**Supplied data**
· · · ·
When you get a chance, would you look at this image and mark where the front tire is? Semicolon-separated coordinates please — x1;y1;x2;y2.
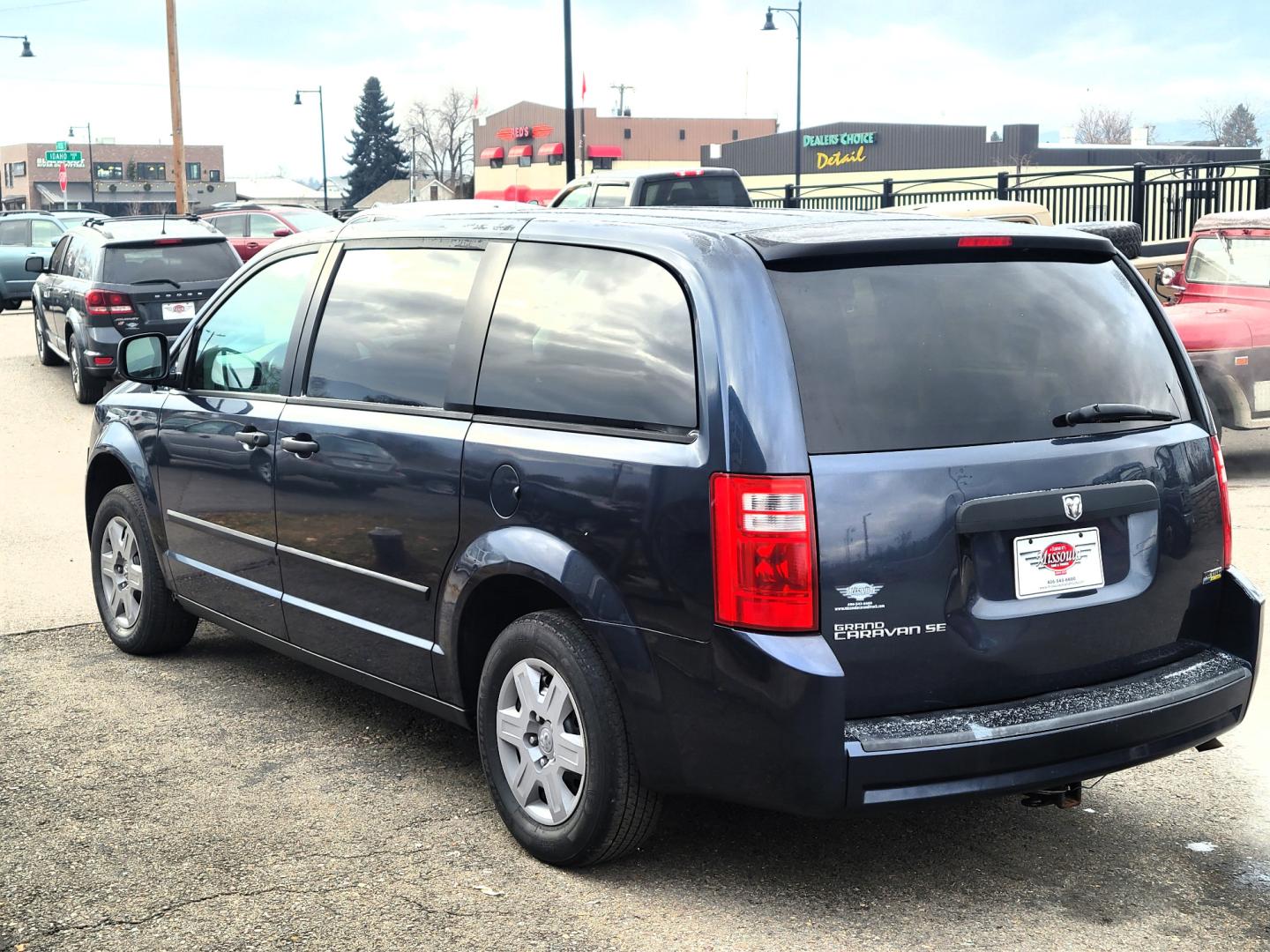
476;611;661;866
66;334;106;404
92;484;198;655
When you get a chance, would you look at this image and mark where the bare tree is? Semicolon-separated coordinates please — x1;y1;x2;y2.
1076;106;1132;145
404;86;476;193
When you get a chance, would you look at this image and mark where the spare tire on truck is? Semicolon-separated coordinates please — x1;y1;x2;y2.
1062;221;1142;259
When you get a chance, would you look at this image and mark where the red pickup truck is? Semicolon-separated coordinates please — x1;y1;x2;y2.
1158;211;1270;433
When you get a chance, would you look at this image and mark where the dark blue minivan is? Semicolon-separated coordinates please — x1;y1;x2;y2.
85;208;1262;865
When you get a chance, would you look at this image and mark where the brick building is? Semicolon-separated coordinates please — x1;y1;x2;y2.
473;101;776;205
0;142;235;214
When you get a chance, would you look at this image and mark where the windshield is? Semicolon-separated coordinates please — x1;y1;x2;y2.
280;208;339;231
771;260;1190;453
101;242;242;285
639;175;751;208
1186;234;1270;288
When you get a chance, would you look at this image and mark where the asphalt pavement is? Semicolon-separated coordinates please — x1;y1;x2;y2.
0;311;1270;952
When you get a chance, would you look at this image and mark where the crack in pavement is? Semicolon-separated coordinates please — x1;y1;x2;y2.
19;882;364;944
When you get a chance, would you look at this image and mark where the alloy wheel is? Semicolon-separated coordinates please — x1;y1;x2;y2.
496;658;586;826
101;516;145;631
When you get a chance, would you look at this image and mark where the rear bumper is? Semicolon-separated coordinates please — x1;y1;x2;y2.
595;570;1262;816
843;650;1252;807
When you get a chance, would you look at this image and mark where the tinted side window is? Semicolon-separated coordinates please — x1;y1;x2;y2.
305;248;482;406
559;185;591;208
476;243;698;429
208;214;246;237
31;219;66;248
49;234;71;274
592;185;631;208
0;219;31;245
190;253;318;393
246;214;282;237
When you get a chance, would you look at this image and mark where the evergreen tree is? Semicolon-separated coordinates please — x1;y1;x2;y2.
344;76;407;205
1219;103;1261;148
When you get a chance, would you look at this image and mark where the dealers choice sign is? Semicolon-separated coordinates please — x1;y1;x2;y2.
803;132;878;169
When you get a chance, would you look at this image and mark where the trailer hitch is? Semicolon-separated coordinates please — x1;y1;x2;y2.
1021;782;1080;810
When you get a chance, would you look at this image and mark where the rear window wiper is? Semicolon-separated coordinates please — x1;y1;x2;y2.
1054;404;1178;427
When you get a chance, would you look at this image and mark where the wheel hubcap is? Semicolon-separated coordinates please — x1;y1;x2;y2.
101;516;145;631
497;658;586;826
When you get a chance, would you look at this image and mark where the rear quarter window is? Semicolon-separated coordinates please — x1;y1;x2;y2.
476;243;698;430
770;260;1190;453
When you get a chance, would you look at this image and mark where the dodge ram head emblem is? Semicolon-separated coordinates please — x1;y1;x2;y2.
1063;493;1085;522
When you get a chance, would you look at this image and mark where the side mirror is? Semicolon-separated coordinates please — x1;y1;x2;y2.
118;334;169;383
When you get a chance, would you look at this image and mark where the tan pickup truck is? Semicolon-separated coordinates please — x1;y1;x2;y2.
894;198;1186;301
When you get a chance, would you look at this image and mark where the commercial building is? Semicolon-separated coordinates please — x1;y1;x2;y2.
473;101;776;203
0;142;235;214
699;121;1261;194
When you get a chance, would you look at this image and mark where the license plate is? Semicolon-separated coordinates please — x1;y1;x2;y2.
162;301;196;321
1015;529;1105;598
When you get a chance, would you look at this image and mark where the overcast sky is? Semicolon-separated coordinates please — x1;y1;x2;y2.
0;0;1270;178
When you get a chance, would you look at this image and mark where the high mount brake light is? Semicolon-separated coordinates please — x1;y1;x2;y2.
710;472;818;631
1209;436;1232;569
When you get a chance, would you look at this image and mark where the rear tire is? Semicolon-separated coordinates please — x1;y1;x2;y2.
90;484;198;655
66;334;106;404
476;611;661;866
35;317;63;367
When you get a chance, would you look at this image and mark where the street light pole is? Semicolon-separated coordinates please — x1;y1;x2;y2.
296;86;330;212
0;33;34;208
66;122;98;212
763;0;803;207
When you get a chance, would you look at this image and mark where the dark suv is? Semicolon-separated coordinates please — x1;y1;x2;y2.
85;210;1261;865
26;214;243;404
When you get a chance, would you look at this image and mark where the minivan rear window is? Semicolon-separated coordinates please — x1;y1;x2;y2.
101;242;243;285
770;260;1190;453
640;175;751;208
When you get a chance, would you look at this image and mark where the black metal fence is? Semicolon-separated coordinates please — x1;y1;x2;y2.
751;161;1270;242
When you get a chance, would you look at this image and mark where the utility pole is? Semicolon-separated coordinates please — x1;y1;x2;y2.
564;0;577;182
167;0;190;214
609;83;635;115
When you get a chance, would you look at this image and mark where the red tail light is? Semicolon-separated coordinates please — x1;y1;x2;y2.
1209;436;1230;569
84;288;133;317
710;472;817;631
956;234;1015;248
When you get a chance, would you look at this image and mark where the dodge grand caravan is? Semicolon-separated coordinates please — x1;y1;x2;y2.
85;210;1262;865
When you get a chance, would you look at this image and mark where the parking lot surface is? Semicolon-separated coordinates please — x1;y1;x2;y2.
0;311;1270;952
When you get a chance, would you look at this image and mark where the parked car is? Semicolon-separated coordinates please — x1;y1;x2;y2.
85;210;1261;865
0;212;69;311
895;198;1184;301
26;214;242;404
201;202;339;262
1158;211;1270;432
551;169;753;208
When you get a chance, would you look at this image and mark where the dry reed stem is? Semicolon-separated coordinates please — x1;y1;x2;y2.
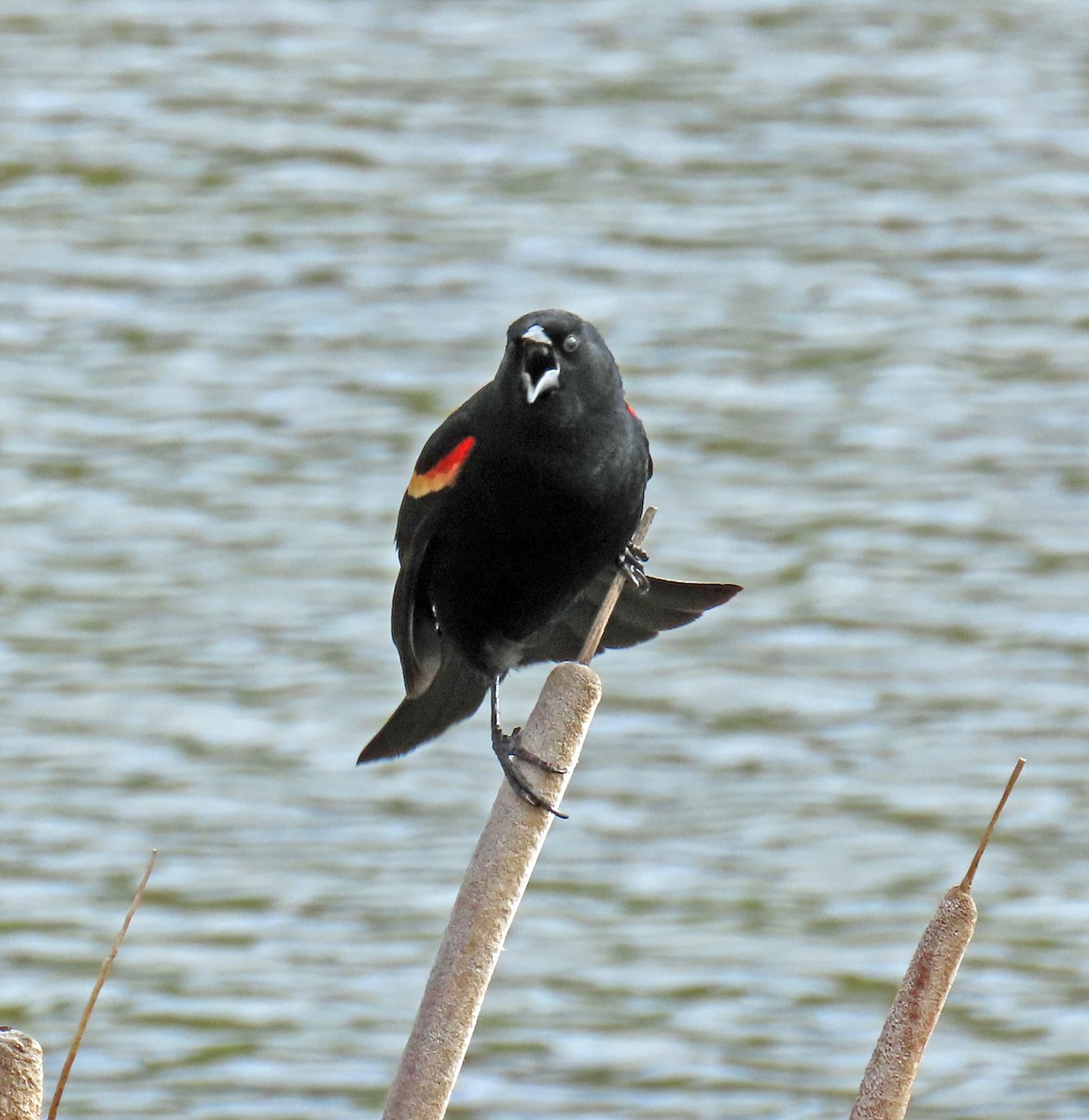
850;758;1026;1120
49;847;159;1120
382;662;602;1120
· · · ·
**Given instruction**
Please rewrite the listing above, replacing "When you get a chance" with "Whenever you have a moment" and changing nothing else. Omit the pictures from your answer.

**Full response**
Whenever you have a moment, would you look at this image and mark where the front tire is? Semicolon-separated coordinates please — x1;y1;x2;y2.
476;611;661;866
66;334;106;404
92;484;198;655
Whenever you have a moment, would you look at this image and mark where the bare tree is? Semicolon-separated coordinates please — x1;y1;x2;y2.
1076;106;1132;145
404;86;476;193
Whenever you have a moment, would you look at this image and mark where the spare tire on truck is? Semicolon-separated coordinates please — x1;y1;x2;y2.
1062;221;1142;259
Whenever you have a moment, would you look at this image and mark where the red pickup truck is? Semicolon-separated coordinates please — x1;y1;x2;y2.
1158;211;1270;433
Whenever you have a moment, would you look at this image and mark where the dark blue minivan is? Semicolon-separated coordinates please — x1;y1;x2;y2.
85;208;1262;865
Whenever you have a moment, would you look at this image and mark where the brick building is? Semicolon-separated coordinates please — x1;y1;x2;y2.
473;101;776;205
0;142;235;214
Whenever you have a moment, would you look at this image and mark where the windshield is? Semicolon-separated coordinates please — x1;y1;x2;y2.
280;208;339;231
771;260;1190;453
101;242;242;285
639;175;751;208
1186;234;1270;288
Whenever you have a moment, would you look at this image and mark where the asphalt pavement is? Semicolon-separated coordinates please — x1;y1;x2;y2.
0;311;1270;952
Whenever you have a moment, would you look at this image and mark where the crack in pavement is? Semicolon-separated coordinates please — x1;y1;x2;y2.
19;882;364;944
Whenever you have a moment, would you look at this image and mark where the alloy wheel is? Semicolon-separated coordinates please — x1;y1;x2;y2.
496;658;586;826
101;516;145;631
Whenever you have a moment, would you look at this image and mark where the rear bumper is? Semicolon-separated coordinates please — x1;y1;x2;y2.
595;570;1262;816
843;650;1252;807
Whenever you have a moment, would you look at this image and mark where the tinted side window is? Semicolon-separated coordinates please — x1;y1;x2;y2.
305;248;482;406
559;185;591;208
476;243;698;429
208;214;246;237
31;219;66;248
49;234;71;274
592;185;631;208
0;219;31;245
190;253;318;393
246;214;282;237
Whenever you have a moment, would you look at this image and mark where the evergreen tree is? Semicolon-separated coordinates please — x1;y1;x2;y2.
344;76;407;205
1219;103;1261;148
Whenever you have a moment, would you look at this image and mark where the dealers choice sign is? Semicolon-separated coordinates please — x1;y1;x2;y2.
803;132;878;169
Whenever you have a moment, would you look at this image and mark where the trailer hitch is? Semicolon-separated coordinates please — x1;y1;x2;y2.
1021;782;1080;810
Whenever you have a moment, would you look at this image and mark where the rear window wiper is? Semicolon-separated coordinates please — x1;y1;x2;y2.
1054;404;1178;427
Whenever you have a moment, would you look at this image and mark where the wheel hubcap is? Semicolon-separated coordinates please — x1;y1;x2;y2.
101;516;145;631
497;658;586;826
Whenever you have a moment, would you look at this image and mark where the rear quarter window is? Semicolon-separated coordinates please — x1;y1;x2;y2.
476;243;698;430
770;260;1190;453
Whenever you have a moment, would you look at this image and mark where the dodge ram head emblem is? Semicolon-separated coordinates please — x1;y1;x2;y2.
1063;493;1085;522
Whenever you have a moment, would you look at this image and mark where the side mirror is? Semicolon-separated coordinates please — x1;y1;x2;y2.
118;334;169;383
Whenever you have a moment, would you look at this image and mark where the tan pickup truck is? Semicolon-separated coordinates please — x1;y1;x2;y2.
894;198;1186;301
Whenever you have a moment, would you look at this image and mark where the commercial building is? Semicolon-separated coordinates please — x1;y1;x2;y2.
473;101;776;203
0;142;235;214
699;121;1261;194
Whenever you have a moment, would you look at this image and mark where the license plate is? Semicolon-separated coordinates please — x1;y1;x2;y2.
162;301;196;321
1015;529;1105;598
Whenever you have a moment, would you look at this image and mark where the overcast sky is? Semicolon-separated coordinates please — x1;y1;x2;y2.
0;0;1270;178
Whenever you have a moment, would you look at this image and mark where the high mount brake light is? Semicolon-separated coordinates please — x1;y1;x2;y2.
710;472;818;631
1209;436;1232;569
Whenever you have a moment, would you look at this image and mark where the rear tire is? Semicolon-separated coordinates please — x1;y1;x2;y2.
90;484;198;655
66;334;106;404
476;611;661;866
35;317;63;367
Whenever you have a moment, would you look at this image and mark where the street light pole is? Semicolon-separated coordinates please — x1;y1;x2;y2.
296;86;330;212
0;33;34;208
66;122;98;212
763;0;803;207
Whenever you have a moment, would you look at this image and mark where the dark suv is? Semicolon-separated coordinates please — x1;y1;x2;y2.
85;210;1261;865
26;214;243;404
Whenever you have a moment, would you look at this image and mark where the minivan rear window is? Semicolon-separated coordinates please — x1;y1;x2;y2.
101;242;243;285
770;260;1190;453
640;175;751;208
Whenever you have a moment, would you look at this image and mark where the black metal fence is? Semicolon-separated coordinates please — x1;y1;x2;y2.
751;161;1270;242
Whenever you have a moment, would you look at this image and mark where the utility pole is? Semicolon-separated coordinates please — x1;y1;x2;y2.
564;0;577;182
167;0;190;214
609;83;635;115
Whenever you have a moment, would you look at this image and mark where the red tail light is? Semicolon-separated coordinates please — x1;y1;x2;y2.
1209;436;1230;569
84;288;133;317
710;472;817;631
956;234;1015;248
Whenever you have a moment, would you look at this image and mark where the dodge grand caravan is? Semicolon-separated coordinates please — x1;y1;x2;y2.
85;210;1262;865
Whenever you have a moment, would you look at this image and mark where the parking lot surface is? Semicolon-separated coordinates please — x1;y1;x2;y2.
0;311;1270;952
Whenever you have a moment, would you look at this image and mark where the parked car is? Semicolon-separated coordinates please — x1;y1;x2;y2.
85;210;1261;865
0;212;69;311
895;198;1184;301
26;214;242;404
201;202;339;262
1158;211;1270;432
551;169;753;208
Whenever you have a moment, would you look at this image and mark where the dry reed stem is? Semicolon-separated coordinates please — x1;y1;x2;y2.
850;758;1026;1120
49;847;159;1120
382;662;602;1120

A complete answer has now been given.